Sensiz bir parçamız hep eksik …

Türkiye Cumhuriyeti’nin kurucusu ve ilk Cumhurbaşkanı Mustafa Kemal  ATATÜRK; 57 yıllık hayatına 11 savaş, 24 madalya, 7 nişan ve 13 kitap sığdırdı. Onca zorluğa ve yokluğa rağmen milleti ile el ele vererek az zamanda büyük işler başardı.

Yakalandığı karaciğer hastalığını yenmek için mücadele etse de doktorların tedavi çabaları sonuç vermeyince 10 Kasım 1938 Perşembe sabahı saat 09.05’te İstanbul Dolmabahçe Sarayı’nda hayata gözlerini yumdu!

Malzeme.

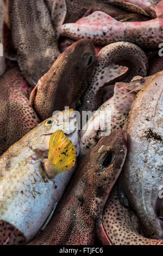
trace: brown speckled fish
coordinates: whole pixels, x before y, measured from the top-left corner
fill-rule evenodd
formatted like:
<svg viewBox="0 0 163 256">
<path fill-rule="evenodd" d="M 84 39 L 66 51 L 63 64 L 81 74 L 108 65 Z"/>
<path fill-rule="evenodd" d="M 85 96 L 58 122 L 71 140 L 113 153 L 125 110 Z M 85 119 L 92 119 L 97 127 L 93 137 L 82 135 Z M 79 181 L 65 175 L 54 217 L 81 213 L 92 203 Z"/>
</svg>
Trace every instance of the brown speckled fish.
<svg viewBox="0 0 163 256">
<path fill-rule="evenodd" d="M 128 151 L 120 182 L 147 237 L 163 237 L 163 72 L 137 94 L 125 128 Z"/>
<path fill-rule="evenodd" d="M 66 8 L 64 0 L 61 0 L 62 4 L 60 0 L 55 0 L 55 29 L 43 0 L 29 0 L 28 3 L 24 0 L 9 1 L 11 31 L 17 61 L 26 79 L 33 87 L 60 55 L 58 27 L 62 24 Z"/>
<path fill-rule="evenodd" d="M 45 0 L 51 13 L 52 23 L 55 20 L 53 14 L 55 13 L 54 5 L 55 5 L 54 0 Z M 65 0 L 66 4 L 66 15 L 64 23 L 75 22 L 85 15 L 88 15 L 95 10 L 104 11 L 112 17 L 116 17 L 121 15 L 125 15 L 129 13 L 125 10 L 122 10 L 110 4 L 99 2 L 98 0 Z"/>
<path fill-rule="evenodd" d="M 148 68 L 145 53 L 136 45 L 122 41 L 102 48 L 98 55 L 97 64 L 90 84 L 81 99 L 80 111 L 93 111 L 99 108 L 103 103 L 103 94 L 101 88 L 106 83 L 115 82 L 117 79 L 128 82 L 136 75 L 145 76 Z M 124 73 L 126 74 L 123 79 L 122 76 L 121 79 L 120 77 Z"/>
<path fill-rule="evenodd" d="M 0 154 L 40 122 L 29 104 L 32 90 L 16 67 L 0 77 Z"/>
<path fill-rule="evenodd" d="M 153 18 L 163 15 L 163 1 L 160 0 L 105 0 L 105 2 L 131 11 L 149 15 Z"/>
<path fill-rule="evenodd" d="M 137 216 L 120 204 L 116 185 L 109 197 L 102 219 L 98 219 L 96 232 L 103 245 L 163 245 L 162 240 L 143 236 Z"/>
<path fill-rule="evenodd" d="M 30 102 L 41 120 L 65 106 L 75 108 L 90 82 L 96 61 L 90 39 L 74 43 L 59 57 L 30 95 Z"/>
<path fill-rule="evenodd" d="M 4 1 L 0 2 L 0 76 L 3 74 L 5 69 L 5 58 L 3 53 L 4 44 L 4 21 L 5 13 Z"/>
<path fill-rule="evenodd" d="M 148 79 L 136 76 L 129 84 L 115 84 L 113 96 L 93 112 L 80 132 L 81 154 L 89 152 L 102 136 L 123 127 L 136 93 Z"/>
<path fill-rule="evenodd" d="M 73 110 L 40 123 L 0 157 L 0 245 L 24 244 L 50 217 L 75 169 Z"/>
<path fill-rule="evenodd" d="M 74 40 L 90 38 L 99 45 L 124 41 L 155 49 L 162 42 L 162 29 L 163 17 L 121 22 L 104 13 L 95 11 L 76 23 L 63 25 L 61 33 Z"/>
<path fill-rule="evenodd" d="M 100 140 L 80 160 L 49 225 L 30 245 L 93 245 L 96 219 L 123 165 L 127 152 L 122 130 Z"/>
</svg>

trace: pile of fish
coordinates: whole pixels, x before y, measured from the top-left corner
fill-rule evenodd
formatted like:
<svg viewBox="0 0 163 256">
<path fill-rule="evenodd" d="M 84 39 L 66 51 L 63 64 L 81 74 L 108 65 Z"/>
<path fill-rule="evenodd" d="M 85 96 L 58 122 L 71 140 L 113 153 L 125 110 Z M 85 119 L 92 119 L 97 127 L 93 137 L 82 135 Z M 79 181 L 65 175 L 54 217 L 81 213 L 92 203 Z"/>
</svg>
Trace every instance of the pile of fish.
<svg viewBox="0 0 163 256">
<path fill-rule="evenodd" d="M 0 3 L 0 245 L 163 245 L 163 0 Z"/>
</svg>

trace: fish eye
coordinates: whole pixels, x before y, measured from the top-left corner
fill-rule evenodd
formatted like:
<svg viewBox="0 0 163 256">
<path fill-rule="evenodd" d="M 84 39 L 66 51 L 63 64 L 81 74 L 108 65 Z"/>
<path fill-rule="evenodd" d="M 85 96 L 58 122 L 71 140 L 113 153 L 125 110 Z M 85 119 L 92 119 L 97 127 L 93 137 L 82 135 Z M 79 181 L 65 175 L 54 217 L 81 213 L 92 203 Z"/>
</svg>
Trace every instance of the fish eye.
<svg viewBox="0 0 163 256">
<path fill-rule="evenodd" d="M 46 127 L 50 126 L 52 124 L 53 122 L 53 120 L 52 120 L 52 119 L 49 119 L 48 120 L 47 120 L 45 122 L 44 125 L 45 126 L 46 126 Z"/>
<path fill-rule="evenodd" d="M 92 62 L 93 59 L 93 56 L 90 56 L 87 66 L 90 66 Z"/>
<path fill-rule="evenodd" d="M 112 160 L 112 153 L 110 151 L 107 152 L 105 154 L 102 163 L 103 167 L 106 168 L 110 165 Z"/>
</svg>

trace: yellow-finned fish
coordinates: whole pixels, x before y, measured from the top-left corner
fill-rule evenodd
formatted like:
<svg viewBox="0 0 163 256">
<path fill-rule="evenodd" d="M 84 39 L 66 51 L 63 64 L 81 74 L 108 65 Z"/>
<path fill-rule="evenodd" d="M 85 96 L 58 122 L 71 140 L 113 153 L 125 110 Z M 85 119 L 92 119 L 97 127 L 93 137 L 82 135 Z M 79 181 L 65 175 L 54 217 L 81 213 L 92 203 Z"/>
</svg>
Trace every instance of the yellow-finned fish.
<svg viewBox="0 0 163 256">
<path fill-rule="evenodd" d="M 0 245 L 24 244 L 35 236 L 60 199 L 78 154 L 70 109 L 39 124 L 1 156 Z"/>
</svg>

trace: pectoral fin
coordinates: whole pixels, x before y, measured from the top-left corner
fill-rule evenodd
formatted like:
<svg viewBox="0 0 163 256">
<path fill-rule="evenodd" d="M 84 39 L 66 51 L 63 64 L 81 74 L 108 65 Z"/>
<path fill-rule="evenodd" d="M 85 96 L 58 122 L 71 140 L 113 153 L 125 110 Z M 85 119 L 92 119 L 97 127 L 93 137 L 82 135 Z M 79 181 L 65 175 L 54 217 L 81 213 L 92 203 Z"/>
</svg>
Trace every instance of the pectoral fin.
<svg viewBox="0 0 163 256">
<path fill-rule="evenodd" d="M 57 130 L 50 139 L 48 159 L 42 162 L 48 176 L 52 178 L 57 174 L 70 171 L 75 162 L 74 145 L 62 130 Z"/>
</svg>

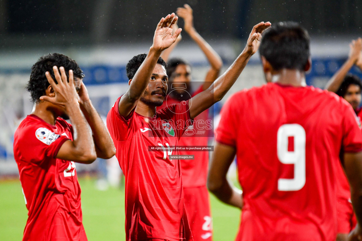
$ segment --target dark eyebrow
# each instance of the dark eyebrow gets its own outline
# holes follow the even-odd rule
[[[156,77],[158,77],[160,76],[158,74],[155,74],[155,73],[154,73],[152,74],[152,76],[155,76]],[[168,76],[167,75],[164,75],[164,76],[163,76],[162,77],[162,78],[168,78]]]

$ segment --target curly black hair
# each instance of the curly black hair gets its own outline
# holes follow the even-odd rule
[[[45,94],[45,90],[49,85],[45,77],[46,72],[49,72],[56,83],[53,72],[53,66],[55,65],[58,68],[64,67],[67,77],[69,77],[68,72],[70,69],[73,70],[75,77],[81,78],[84,77],[83,72],[77,63],[67,56],[56,53],[42,56],[31,67],[30,79],[26,86],[26,90],[30,92],[33,103],[40,101],[39,98]]]
[[[343,82],[342,82],[336,94],[342,97],[344,97],[346,95],[346,93],[347,92],[347,89],[351,85],[358,85],[359,86],[360,89],[362,90],[362,82],[361,81],[361,79],[355,75],[348,74],[344,77]]]
[[[144,61],[147,56],[147,54],[141,53],[134,56],[128,61],[128,63],[127,63],[127,65],[126,66],[126,73],[127,75],[127,77],[128,77],[129,79],[133,78],[137,70],[138,69],[142,63],[143,63],[143,61]],[[161,57],[159,57],[158,60],[157,60],[157,63],[163,65],[167,70],[167,64],[166,63],[163,59]]]
[[[273,23],[263,34],[259,48],[276,70],[286,68],[303,71],[310,56],[308,32],[293,22]]]
[[[171,78],[172,74],[176,70],[178,65],[183,64],[185,65],[190,66],[190,64],[186,60],[180,58],[172,58],[169,60],[167,63],[167,76],[168,76],[169,79]]]

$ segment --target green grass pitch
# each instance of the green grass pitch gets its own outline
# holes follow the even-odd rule
[[[95,180],[80,178],[83,223],[89,241],[125,240],[124,190],[95,188]],[[0,182],[0,240],[20,241],[27,218],[18,181]],[[214,241],[233,240],[240,211],[211,195]]]

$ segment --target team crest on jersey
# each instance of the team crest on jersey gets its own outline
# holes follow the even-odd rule
[[[60,135],[56,134],[44,127],[38,128],[35,132],[35,136],[38,139],[47,145],[50,145],[58,139]]]
[[[162,124],[162,128],[170,135],[175,136],[175,132],[173,130],[173,128],[168,122]]]
[[[358,127],[361,129],[362,128],[362,125],[361,125],[361,120],[359,118],[359,116],[357,116],[355,115],[354,118],[356,119],[356,121],[357,121],[357,124],[358,125]]]

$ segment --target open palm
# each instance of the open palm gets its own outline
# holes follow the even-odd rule
[[[162,18],[157,25],[153,36],[152,47],[157,50],[162,51],[169,47],[173,43],[182,30],[178,29],[172,34],[172,27],[178,17],[175,14],[168,14],[165,18]]]

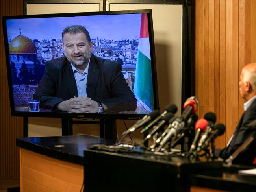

Görev Tanımı.
Atatürk hakkındaki metinde "Sensiz bir parçamız" sözcüklerinden başlayıp "büyük işler başardı." sözcükleri de dahil olmak üzere o bölümü yeniden yaz. Bu sırada "büyük işler" ifadesini "önemli işler" ile değiştir.

Sonuç.
Sensiz bir parçamız hep eksik …

Türkiye Cumhuriyeti’nin kurucusu ve ilk Cumhurbaşkanı Mustafa Kemal  ATATÜRK; 57 yıllık hayatına 11 savaş, 24 madalya, 7 nişan ve 13 kitap sığdırdı. Onca zorluğa ve yokluğa rağmen milleti ile el ele vererek az zamanda önemli işler başardı.